# Start of SOURCE DOCUMENT

In another embodiment of the present invention, the particle size distribution of the inert particles may match that of the catalyst particles (before removal of fine catalyst particles) or even be weighted toward the larger particles. The inert particles, particularly the larger particles, act as a heat sink and dilute the concentration of catalyst. By using larger and/or heavier inert particles, especially if there are internals which contribute to segregation of large/heavy vs small/light particles, the heat/reaction moderation at the bottom can be enhanced, distributing the reaction throughout the height of the bed rather than being concentrated at the bottom as occurs without inerts being present.
According to the present invention, the inert particles have a low surface area as compared to conventional fines which might have previously been added to fluidized catalyst beds. Specifically, the inert particles have a BET surface area of less than 1 m2/g, more preferably less than 0.75 m2/g and most preferably less than 0.5 m2/g. (BET surface area is the surface area measured by the standard Brunauer, Emmet and Teller technique in square meters per gram).

# End of SOURCE DOCUMENT

## CHALLENGES
- A) In the passage on inert particles, what is the most preferred upper limit on the BET surface area of the inert particles?
- B) Rewrite the part of the passage on inert particles that opens with the words containing "According to the" and closes with "meters per gram).", replacing "fluidized catalyst beds" with "fluidized reactor beds".
- C) Please carry on the passage on inert particles from where it stops.

# Start of SOURCE DATA

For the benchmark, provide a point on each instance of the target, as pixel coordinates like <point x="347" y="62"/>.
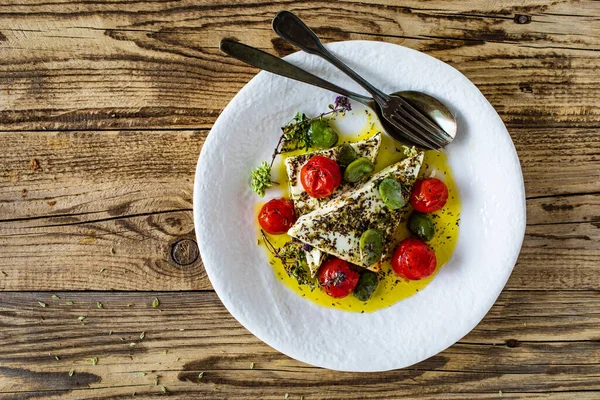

# End of SOURCE DATA

## RESULTS BY TASK
- A) Less than 0.5 m2/g.

- B)
According to the present invention, the inert particles have a low surface area as compared to conventional fines which might have previously been added to fluidized reactor beds. Specifically, the inert particles have a BET surface area of less than 1 m2/g, more preferably less than 0.75 m2/g and most preferably less than 0.5 m2/g. (BET surface area is the surface area measured by the standard Brunauer, Emmet and Teller technique in square meters per gram).

- C)
As previously indicated, a problem encountered in fluid bed partial oxidations is stickiness and particle agglomeration, resulting in a loss of fluidity. This agglomeration can be caused by a coating on the particle surface due to desired product or byproduct formation, possibly in combination with a migration and concentration of catalyst components on the surface. As expected the loss in fluidity results in poor performance, characterized by lower activity and selectivity, along with difficulty in heat management in these highly exothermic systems.
Although the prior art teaches the introduction of small inert particles into a poorly fluidizing bed as a means of improving performance, it has been found that in partial oxidation systems, particularly butane partial oxidation to maleic anhydride, that simply introducing inerts may have no benefit, and may even result in the loss of product yield. According to the present invention, it has been found that only inerts that have very low surface areas can be used without resulting in the loss of selectivity that may negate any benefit accomplished by better fluidization.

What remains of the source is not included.